TASK
Reproduce the stored records below line for line, without any changes, and omit the pictures from your output.

Stored records
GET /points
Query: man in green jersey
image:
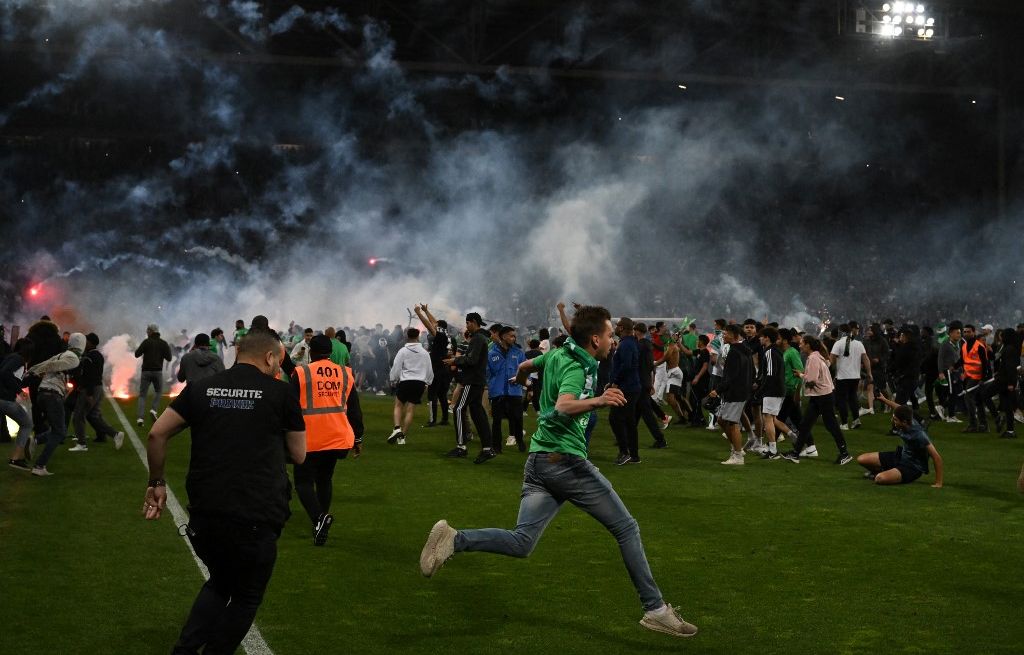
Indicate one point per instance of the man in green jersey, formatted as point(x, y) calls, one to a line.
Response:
point(557, 470)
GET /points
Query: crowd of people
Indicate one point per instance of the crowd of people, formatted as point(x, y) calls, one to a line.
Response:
point(300, 388)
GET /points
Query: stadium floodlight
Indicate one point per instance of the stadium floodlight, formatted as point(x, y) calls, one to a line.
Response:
point(901, 18)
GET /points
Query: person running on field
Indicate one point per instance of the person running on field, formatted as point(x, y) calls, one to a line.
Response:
point(411, 375)
point(818, 388)
point(557, 470)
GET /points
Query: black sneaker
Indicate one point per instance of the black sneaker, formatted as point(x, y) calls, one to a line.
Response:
point(484, 455)
point(323, 527)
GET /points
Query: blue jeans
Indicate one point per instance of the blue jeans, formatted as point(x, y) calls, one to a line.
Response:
point(51, 406)
point(549, 480)
point(22, 418)
point(146, 378)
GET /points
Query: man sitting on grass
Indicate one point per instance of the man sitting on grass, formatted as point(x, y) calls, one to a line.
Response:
point(908, 462)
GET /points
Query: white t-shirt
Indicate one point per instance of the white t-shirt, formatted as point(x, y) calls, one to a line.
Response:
point(848, 367)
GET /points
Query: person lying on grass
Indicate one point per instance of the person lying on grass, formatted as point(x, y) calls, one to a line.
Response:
point(908, 462)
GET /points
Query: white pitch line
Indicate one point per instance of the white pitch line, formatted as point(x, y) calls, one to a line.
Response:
point(253, 643)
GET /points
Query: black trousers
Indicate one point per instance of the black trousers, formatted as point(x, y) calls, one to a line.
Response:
point(645, 410)
point(87, 407)
point(820, 406)
point(314, 481)
point(471, 399)
point(791, 410)
point(437, 393)
point(906, 390)
point(241, 559)
point(846, 400)
point(624, 425)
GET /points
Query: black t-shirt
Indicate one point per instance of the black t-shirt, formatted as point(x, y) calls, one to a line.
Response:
point(438, 350)
point(90, 373)
point(239, 419)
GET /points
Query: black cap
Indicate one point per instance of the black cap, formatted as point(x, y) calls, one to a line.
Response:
point(321, 344)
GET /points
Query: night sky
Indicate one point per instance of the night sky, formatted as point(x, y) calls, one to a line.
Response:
point(193, 163)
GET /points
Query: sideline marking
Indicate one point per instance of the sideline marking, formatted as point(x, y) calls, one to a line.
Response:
point(253, 642)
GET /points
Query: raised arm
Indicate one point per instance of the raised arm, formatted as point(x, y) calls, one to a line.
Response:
point(563, 317)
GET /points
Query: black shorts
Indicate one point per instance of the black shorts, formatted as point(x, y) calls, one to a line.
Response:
point(411, 391)
point(891, 460)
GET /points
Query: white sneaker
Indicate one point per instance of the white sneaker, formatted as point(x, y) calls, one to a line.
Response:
point(438, 549)
point(735, 459)
point(669, 621)
point(809, 451)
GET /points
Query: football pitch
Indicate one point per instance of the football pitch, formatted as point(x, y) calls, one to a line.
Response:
point(766, 558)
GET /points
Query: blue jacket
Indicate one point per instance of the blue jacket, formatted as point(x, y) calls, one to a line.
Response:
point(502, 367)
point(626, 365)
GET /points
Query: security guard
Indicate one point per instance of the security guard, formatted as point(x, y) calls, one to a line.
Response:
point(334, 425)
point(242, 421)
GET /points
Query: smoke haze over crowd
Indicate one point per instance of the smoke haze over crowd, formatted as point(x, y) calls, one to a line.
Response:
point(214, 188)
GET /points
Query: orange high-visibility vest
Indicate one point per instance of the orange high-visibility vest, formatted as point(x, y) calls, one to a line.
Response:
point(324, 389)
point(972, 359)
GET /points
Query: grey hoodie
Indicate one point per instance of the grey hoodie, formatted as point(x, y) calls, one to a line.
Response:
point(199, 363)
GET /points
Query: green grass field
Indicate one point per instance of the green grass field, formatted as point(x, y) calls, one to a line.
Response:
point(768, 558)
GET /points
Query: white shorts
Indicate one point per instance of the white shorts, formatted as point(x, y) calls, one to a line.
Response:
point(659, 382)
point(771, 406)
point(675, 377)
point(731, 411)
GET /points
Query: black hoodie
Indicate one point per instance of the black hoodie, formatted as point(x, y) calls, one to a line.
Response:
point(737, 380)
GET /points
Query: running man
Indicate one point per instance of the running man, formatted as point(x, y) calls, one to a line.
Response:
point(557, 470)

RESULT OF THIS TASK
GET /points
Query: man in green jersey
image:
Indicate one point per instance of the man in green jersey, formatted as point(x, y) calls, one to a line.
Response:
point(557, 470)
GET /points
Query: crowd of people
Indicate one point per instance of the crowd of people, formatted as point(x, y) calls, one to a line.
Response:
point(300, 388)
GET /points
Query: stadium floodlight
Indicate one point per instance of the stadium floodlight, formatted as point(x, y) calls, one to a line.
Response:
point(901, 18)
GET /points
Query: person running on field
Indicate one point per instance of the person running on field, formatted as point(x, y) calls, one to a line.
Response:
point(411, 375)
point(818, 388)
point(557, 470)
GET /points
Query: black sneaker
Indicate one point per instance of the black sneaker, formatted as point(x, y) calls, one to a line.
Response:
point(484, 455)
point(323, 527)
GET /points
Query: blue jeans
Indicate one point per instance of the blue jeans, formatted as point(x, y) calls, one to a line.
Response:
point(51, 406)
point(549, 480)
point(22, 418)
point(146, 378)
GET /points
Query: man sitting on grass
Indicate one point per instance of the man sitting on grass, formatted as point(x, y) calls, one to a line.
Response:
point(908, 462)
GET /points
Query: white t-shirt
Indicate one point per instance of the white t-shirt, formatted as point(x, y) calls, one to a line.
Response:
point(848, 367)
GET /points
Query: person lying on grass
Indicate one point per instance of the person lying on grass, formatted as point(x, y) calls, one to a line.
Response:
point(908, 462)
GET /points
Query: white pitch line
Indicate one point per instance of the white pitch line, formatted as point(x, y) calls, one to a line.
Response:
point(253, 643)
GET /points
Query: black trousers
Indicate one point per instance of the black trousers, formatted as point(x, y) calls, one to a line.
Response:
point(645, 410)
point(87, 407)
point(820, 406)
point(314, 481)
point(471, 399)
point(791, 410)
point(437, 393)
point(906, 390)
point(241, 559)
point(846, 400)
point(624, 425)
GET /points
Query: black t-shirt
Indicate one point per instance of the black t-shirt, formatted as point(x, y) calls, one to a line.
Response:
point(438, 350)
point(90, 373)
point(239, 419)
GET /points
Query: black cap
Indicate one point per instance of the black cap, formatted as point(x, y) calls, one to a line.
Response:
point(321, 344)
GET /points
Query: night sky
Indicate one point per instance of the night sky, formatted as point(x, y) calls, one to a line.
Response:
point(193, 163)
GET /points
Query: sideline marking
Indicate one point per instance of the sideline marking, formatted as point(x, y) calls, one to a line.
Response:
point(253, 642)
GET /points
Query: raised arm
Indicate one point per instance of the raised arm, formatted as point(x, y) calls, one to a line.
Response:
point(563, 317)
GET /points
Query: black shorts
Indicate one point per instance of the black shorts, formatted as point(x, y) calls, one to a line.
Response:
point(411, 391)
point(891, 460)
GET /points
Query: white sneaker
Indicate one point per instance of the white sneaker, formatted as point(x, y) calls, one to a line.
Response:
point(438, 549)
point(735, 459)
point(669, 621)
point(809, 451)
GET /points
Query: football pitch
Indicate one point per instance of the football pitch, formatted as point(x, y) calls, one to a line.
Response:
point(766, 558)
GET /points
Query: blue jacket
Indicate one point per instance of the blue jacket, formatted as point(x, y) calls, one to a line.
Response:
point(502, 367)
point(626, 365)
GET /points
Query: security guard
Indicate one point per instance of the security guard, formatted as point(x, y) calls, one to a line.
Response:
point(334, 425)
point(242, 421)
GET /points
Query: smoke haze over crowd
Indicate one point per instance of the smoke haze over crowd, formatted as point(x, y) calls, one to a line.
Response:
point(214, 188)
GET /points
Query: orange high-visibility vest
Indicate one point per instance of the orange high-visibility vest, formatted as point(x, y) calls, one to a line.
Response:
point(324, 389)
point(972, 359)
GET /points
Query: grey hoodie
Indicate one point per instance of the grey hoodie, formatted as point(x, y) calls, one to a line.
Response:
point(199, 363)
GET /points
Query: green grass field
Indicate one point per instance of the green grass field, formatted as point(x, y) calls, one to a line.
Response:
point(768, 558)
GET /points
Query: white shorts
Indicate one point per instance of the white shorts, formatted as point(x, y) calls, one to a line.
Response:
point(659, 382)
point(771, 406)
point(675, 377)
point(731, 411)
GET /points
Query: black hoodie
Indicate one point per instance of the black hoodie, formatted as point(x, y) calls, one to a line.
Response:
point(737, 380)
GET /points
Query: running man
Indicate one point per instance of the running man, formatted as point(x, y) calls, one to a line.
Response:
point(557, 470)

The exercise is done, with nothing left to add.